YOUR ASSIGNMENT: Your answer should hold exactly the lines from the one with "Return one point for each instance of the stone" through the final line of the data below, reproduced as written.

[RECORDS SUPPLIED Boundary: Start]

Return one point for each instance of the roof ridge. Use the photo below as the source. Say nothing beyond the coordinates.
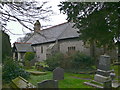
(22, 43)
(55, 26)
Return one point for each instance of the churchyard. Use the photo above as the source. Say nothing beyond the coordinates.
(104, 76)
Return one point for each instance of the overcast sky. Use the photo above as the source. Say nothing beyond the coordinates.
(58, 18)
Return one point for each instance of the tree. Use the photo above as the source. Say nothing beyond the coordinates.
(97, 21)
(6, 46)
(25, 12)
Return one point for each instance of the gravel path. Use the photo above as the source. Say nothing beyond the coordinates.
(81, 78)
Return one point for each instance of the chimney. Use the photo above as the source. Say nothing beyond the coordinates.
(37, 26)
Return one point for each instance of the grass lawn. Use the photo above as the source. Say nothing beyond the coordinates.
(68, 82)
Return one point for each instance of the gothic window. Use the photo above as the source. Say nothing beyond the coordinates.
(41, 49)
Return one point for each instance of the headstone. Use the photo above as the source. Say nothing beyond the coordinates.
(108, 84)
(48, 84)
(104, 63)
(58, 74)
(20, 82)
(103, 71)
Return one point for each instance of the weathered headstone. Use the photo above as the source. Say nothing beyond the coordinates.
(48, 84)
(20, 82)
(108, 84)
(104, 63)
(102, 77)
(103, 71)
(58, 74)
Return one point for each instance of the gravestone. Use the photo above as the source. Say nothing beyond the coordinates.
(58, 74)
(48, 84)
(20, 82)
(103, 71)
(108, 84)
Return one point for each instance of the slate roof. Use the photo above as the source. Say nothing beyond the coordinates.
(23, 47)
(58, 32)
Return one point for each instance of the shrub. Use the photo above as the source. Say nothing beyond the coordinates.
(74, 61)
(29, 56)
(41, 65)
(11, 70)
(54, 61)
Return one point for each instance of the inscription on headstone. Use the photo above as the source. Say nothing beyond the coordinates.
(58, 74)
(48, 84)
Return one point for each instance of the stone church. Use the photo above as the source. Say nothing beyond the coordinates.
(60, 38)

[RECORDS SUPPLIED Boundary: End]

RESPONSE TO THE EXERCISE:
Return one point for each instance of the stone church. Use the photo above as the source. Say nothing beyond the coordinates.
(60, 38)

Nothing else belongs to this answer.